> **SET TASK A**:
According to the Maersk forecasting slides, roughly how many vessels does Maersk operate?
> **SET TASK B**:
Copy word for word the part of the Maersk forecasting slides that opens with the words containing "Micha B A Kunze" and closes with "of global volume)".
> **SET TASK C**:
Write the next part of the Maersk forecasting slides, picking up after the last line shown.
*** GIVEN TEXT
#  Great Expectations in the Forecasting Team of Maersk

* Forecasting Team 🥑 at Maersk
* Data and machine learning pipelines in k8s
* Implementation of great expectations
* Pain & Gain

___

Micha B A Kunze - michabenachim.kunze@maersk.com | [@mbakunze](https://github.com/mbakunze)

# Forecasting Team 🥑 of Maersk


# Maersk

* largest ocean container shipping company (~20-25% of global volume)
* ~ 700 vessels (owned + chartered)


## Team 🥑
We build forecasts of future demand - together:

Andreas, Edward, Lasse, Hans, Karin, Julija, Henrik, Ricko, Luca, Marco, Andreas, Micha, Søren and Julia.

## Building Forecasts

 * daily batch processing of __full__ historical datasets
 * crucial that data is historically accurate (at which time did you know what)
 * computationally heavy jobs
 

 ### Tech Stack:
 * Git
 * Docker
 * Kubernetes
 * Python, R, Spark
 * Azure Blob Storage
 * Datadog

# How we work

 * everything is code, and code lives in git
 * DevOps / GitOps
 * all running code is containerized
 * highly collaborative: software engineers | data scientists | data engineers pair to solve challenges
 * multiple forecasting products in production -> millions of forecasts a day




# Data and Machine Learning Pipelines in Kubernetes

# How We Build Pipelines

 * use pippi to run pipelines (in-house built orchestrator)
******
*** PROVIDED MATERIAL
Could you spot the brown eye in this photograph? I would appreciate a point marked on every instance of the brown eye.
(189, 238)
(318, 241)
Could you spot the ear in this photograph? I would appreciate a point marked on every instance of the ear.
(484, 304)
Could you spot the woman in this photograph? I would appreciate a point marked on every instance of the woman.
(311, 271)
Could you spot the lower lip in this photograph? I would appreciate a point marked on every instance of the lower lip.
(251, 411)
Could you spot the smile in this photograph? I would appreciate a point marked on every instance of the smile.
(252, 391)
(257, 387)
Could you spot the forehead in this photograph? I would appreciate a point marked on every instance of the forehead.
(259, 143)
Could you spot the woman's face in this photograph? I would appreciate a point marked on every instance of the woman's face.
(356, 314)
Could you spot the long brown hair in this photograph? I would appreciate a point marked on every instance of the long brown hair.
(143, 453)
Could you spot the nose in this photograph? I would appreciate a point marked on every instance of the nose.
******
*** PROVIDED MATERIAL
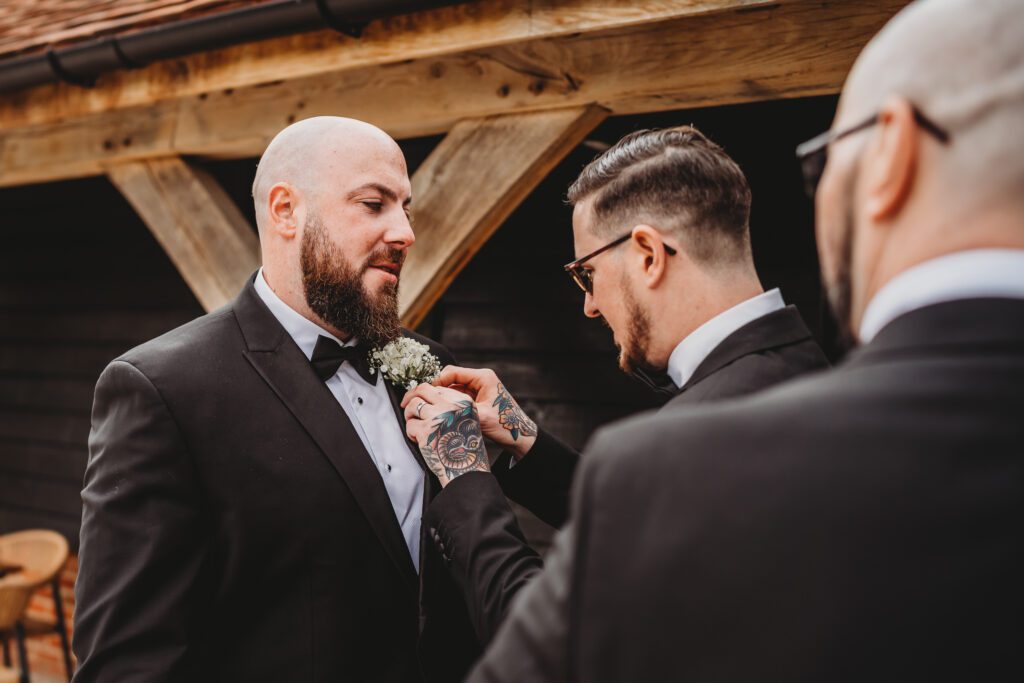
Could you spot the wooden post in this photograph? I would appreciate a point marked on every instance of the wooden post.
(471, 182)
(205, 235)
******
> **TASK RESULT A**:
About 700 vessels, owned and chartered.

> **TASK RESULT B**:
Micha B A Kunze - michabenachim.kunze@maersk.com | [@mbakunze](https://github.com/mbakunze)

# Forecasting Team 🥑 of Maersk


# Maersk

* largest ocean container shipping company (~20-25% of global volume)

> **TASK RESULT C**:
 * separate functions (-> code) and data (-> config)
 * use git branching to build new/modify pipeline code
 * datasets are saved as __immutable__ snapshots for each run
 * compute jobs are implemented as k8s __jobs__ that get called when upstream data changes
 
 Allows us to isolate concerns and develop in parallel.
 
![pippi_r2l](assets/pippi_r2l.png)

In [17]:
# this might be might the code for you data pipeline
# runs locally the same as on k8s

import pandas as pd

def most_important_transform(source01_path: str, source02_path: str, destination_path: str):
    source01_df = pd.read_parquet(source01_path)
    source02_df = pd.read_parquet(source02_path)
    
    transformed_df = source01_df.merge(source02_df, on="order_id", how="left")
    
    transformed_df.to_parquet(destination_path)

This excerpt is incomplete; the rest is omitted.